■ **SELECTION**:
◆ ◆ ◆ ◆ ◆ ◆ ◆

In some implementations, the video system 102 can select a buffer for a prediction mode that the video system 102 will use and for which the video system 102 does not have a corresponding buffer without determining specifically the second prediction mode to which the selected buffer corresponds. For instance, the video system 102 can determine a prediction mode, from multiple prediction modes, that the video system 102 will use to process data for a frame, e.g., a block, and for which the video system 102 does not have a corresponding buffer of historical data, e.g., that does not need to be updated. The video system 102 can select, from multiple buffers and using the prediction mode, a buffer that stores historical data that the video system 102 can update to create updated data for the prediction mode.

In some implementations, the video system 102 can process data retrieved from the buffer banks 108 before generating the multi-prediction mode historical data 114 as part of the historical data fetch 112. For instance, the video system 102, e.g., the data generator 104, can filter out one of more candidates of historical data. When the video system 102 receives four historical data candidates, the video system 102 can determine a similarity measure for the candidates, e.g., that indicates a measure of similarity for the candidate with the other candidates. When the similarity measure does not satisfy a similarity threshold, e.g., the corresponding historical data candidate is more than a threshold amount different than the other candidates, the video system 102 can discard data for the corresponding historical data candidate.

In some examples, the video system 102 can discard data when the similarity threshold indicates that the corresponding candidate is similar to the other candidates. In these examples, the video system 102 can determine that a candidate that has more than a certain amount of similarity does not satisfy the similarity threshold and to discard the candidate.

In some implementations, when the video system 102, e.g., as an encoder, has a buffer bank 108, that includes multiple buffers each of which store respective historical data, the video system 102 can use a similarity threshold to select data for a block. For instance, the video system 102 can select a buffer bank 108 for the prediction mode to use and retrieve data from a first buffer in the buffer bank 108. The video system 102 can determine whether the retrieved data, or a modified version of the retrieved data, satisfies a similarity threshold for the block, e.g., whether the retrieved data is at least the similarity threshold amount similar to the block. The modified version of the retrieved data can be data processed using expected relationships between a first prediction mode to which the retrieved historical data corresponds and the prediction mode the video system 102 will use to process data for the frame 120a. If so, the video system can use the retrieved data, or the modified version of the retrieved data, for the prediction mode. If not, the video system 102 can use one or more processes to select another buffer in the buffer bank 108 and determine whether second data retrieved from the other buffer satisfies the similarity threshold.

The historical data processed from the buffer banks 108 can be historical data from different buffers, e.g., when the video system 102 processes multiple sets of historical data to determine that which is most similar to the frame 120a, a block from the frame 120a that is being processed, or both. The video system 102 can use different processes to determine which data to retrieve from a buffer bank 108, to provide to the data generator 104, or both, using a size of the data from the frame that is being processed. For instance, the video system 102 can use a first process, e.g., keep the most similar historical data, for smaller blocks from the frame 120a and use a second, different process, e.g., keep the most dissimilar historical data, for larger blocks from the frame 120a. In some examples, the video system can prune the buffer banks 108 from which to retrieve data and then prune historical data candidates, e.g., stored in the buffers 110a-d, from the remaining buffer banks 108.

◆ ◆ ◆ ◆ ◆ ◆ ◆

■ **DATA EXTRACT**:

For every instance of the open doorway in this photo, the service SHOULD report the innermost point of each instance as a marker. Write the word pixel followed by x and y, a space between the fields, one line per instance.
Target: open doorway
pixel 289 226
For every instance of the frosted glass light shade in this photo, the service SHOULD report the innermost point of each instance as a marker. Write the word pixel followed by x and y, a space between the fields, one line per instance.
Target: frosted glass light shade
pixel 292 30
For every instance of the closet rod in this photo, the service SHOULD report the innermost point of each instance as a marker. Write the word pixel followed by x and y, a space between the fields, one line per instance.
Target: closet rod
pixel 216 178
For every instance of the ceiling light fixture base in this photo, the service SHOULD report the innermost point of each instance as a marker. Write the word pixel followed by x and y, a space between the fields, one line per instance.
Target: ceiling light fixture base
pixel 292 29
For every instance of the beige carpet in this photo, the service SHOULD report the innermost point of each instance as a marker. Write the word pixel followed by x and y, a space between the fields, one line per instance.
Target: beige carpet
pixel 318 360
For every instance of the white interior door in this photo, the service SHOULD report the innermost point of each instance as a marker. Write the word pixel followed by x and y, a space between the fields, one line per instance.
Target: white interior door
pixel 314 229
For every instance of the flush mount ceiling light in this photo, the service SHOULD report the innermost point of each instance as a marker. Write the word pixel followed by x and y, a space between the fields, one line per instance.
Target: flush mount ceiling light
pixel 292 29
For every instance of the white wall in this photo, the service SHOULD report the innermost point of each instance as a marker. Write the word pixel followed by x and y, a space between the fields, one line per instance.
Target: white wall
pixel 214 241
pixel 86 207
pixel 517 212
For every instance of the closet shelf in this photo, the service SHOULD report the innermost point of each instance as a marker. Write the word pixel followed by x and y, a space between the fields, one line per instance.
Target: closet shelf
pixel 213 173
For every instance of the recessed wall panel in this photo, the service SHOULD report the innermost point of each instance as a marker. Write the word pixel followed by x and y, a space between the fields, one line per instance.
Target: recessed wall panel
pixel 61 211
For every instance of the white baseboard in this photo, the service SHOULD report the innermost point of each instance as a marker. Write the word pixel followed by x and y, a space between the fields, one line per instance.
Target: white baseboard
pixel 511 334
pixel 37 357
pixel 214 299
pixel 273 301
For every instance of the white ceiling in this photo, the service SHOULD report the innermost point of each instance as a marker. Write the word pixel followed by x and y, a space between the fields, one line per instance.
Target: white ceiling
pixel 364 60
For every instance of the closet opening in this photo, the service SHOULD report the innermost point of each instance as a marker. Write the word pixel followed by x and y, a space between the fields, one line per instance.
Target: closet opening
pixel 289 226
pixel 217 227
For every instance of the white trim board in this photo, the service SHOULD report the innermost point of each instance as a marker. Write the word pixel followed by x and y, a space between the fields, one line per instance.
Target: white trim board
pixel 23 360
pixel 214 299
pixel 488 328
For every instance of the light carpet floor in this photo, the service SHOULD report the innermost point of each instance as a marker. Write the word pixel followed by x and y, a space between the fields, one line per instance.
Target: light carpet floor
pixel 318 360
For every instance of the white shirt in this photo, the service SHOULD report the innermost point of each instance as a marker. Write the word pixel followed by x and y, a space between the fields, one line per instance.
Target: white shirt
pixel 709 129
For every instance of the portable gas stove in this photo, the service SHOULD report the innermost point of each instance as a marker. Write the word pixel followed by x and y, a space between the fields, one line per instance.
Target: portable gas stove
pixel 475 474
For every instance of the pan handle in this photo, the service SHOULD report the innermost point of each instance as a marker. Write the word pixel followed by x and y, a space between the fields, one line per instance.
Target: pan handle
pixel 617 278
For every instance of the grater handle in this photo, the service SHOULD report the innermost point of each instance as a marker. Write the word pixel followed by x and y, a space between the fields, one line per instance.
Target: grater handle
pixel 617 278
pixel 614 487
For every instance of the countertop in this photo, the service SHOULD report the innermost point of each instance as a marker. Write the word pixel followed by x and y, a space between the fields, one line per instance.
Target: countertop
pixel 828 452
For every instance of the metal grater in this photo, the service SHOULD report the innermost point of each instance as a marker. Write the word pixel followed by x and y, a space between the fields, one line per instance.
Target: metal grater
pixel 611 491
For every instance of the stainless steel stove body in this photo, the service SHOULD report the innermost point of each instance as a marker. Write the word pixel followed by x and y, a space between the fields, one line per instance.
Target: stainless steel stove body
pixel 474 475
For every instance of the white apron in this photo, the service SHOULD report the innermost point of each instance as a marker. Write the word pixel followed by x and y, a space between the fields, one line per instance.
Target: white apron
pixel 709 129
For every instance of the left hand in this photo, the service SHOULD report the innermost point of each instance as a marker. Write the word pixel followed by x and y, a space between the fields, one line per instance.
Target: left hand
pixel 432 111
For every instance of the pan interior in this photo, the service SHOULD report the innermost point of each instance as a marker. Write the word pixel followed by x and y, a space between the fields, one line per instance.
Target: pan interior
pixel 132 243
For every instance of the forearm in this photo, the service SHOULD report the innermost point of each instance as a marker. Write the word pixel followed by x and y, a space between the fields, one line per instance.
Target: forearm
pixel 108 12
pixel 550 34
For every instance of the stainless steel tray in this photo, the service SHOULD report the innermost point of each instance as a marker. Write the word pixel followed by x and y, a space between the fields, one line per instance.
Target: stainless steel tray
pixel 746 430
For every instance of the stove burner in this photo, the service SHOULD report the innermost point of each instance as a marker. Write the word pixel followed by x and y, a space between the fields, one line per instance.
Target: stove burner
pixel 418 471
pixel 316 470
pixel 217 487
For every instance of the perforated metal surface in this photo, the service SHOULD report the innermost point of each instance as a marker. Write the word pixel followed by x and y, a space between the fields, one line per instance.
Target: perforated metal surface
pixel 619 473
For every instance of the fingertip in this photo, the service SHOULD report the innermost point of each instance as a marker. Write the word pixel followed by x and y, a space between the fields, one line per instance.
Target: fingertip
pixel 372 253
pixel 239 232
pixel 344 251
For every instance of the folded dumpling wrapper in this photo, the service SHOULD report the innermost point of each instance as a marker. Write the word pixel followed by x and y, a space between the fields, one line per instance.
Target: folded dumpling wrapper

◆ ◆ ◆ ◆ ◆ ◆ ◆

■ **WHAT IS EXPECTED**:
Extend the description of how the video system selects and prunes buffered historical data, beginning right after its final sentence.

■ **RIGHT ANSWER**:
In some implementations, the data generator 104 can process the multi-prediction mode historical data, the update data, or both, before storing the update data in the buffer banks as part of the historical data update 116. For instance, the data generator 104 can filter, quantize, or both, the update data before storing the update data in the buffer banks 108. Since the update data can include data for one or more buffer banks 18, when the update data includes data for two or more of the buffer banks 108, the data generator 104 can separately determine whether to filter, quantize, or both, update data for the separate buffer banks in the two or more buffer banks 108. This can improve the data stored in the buffer banks 108 used during later processing, e.g., remove “noisy” information that may exist when using sub pixel precision motion vectors.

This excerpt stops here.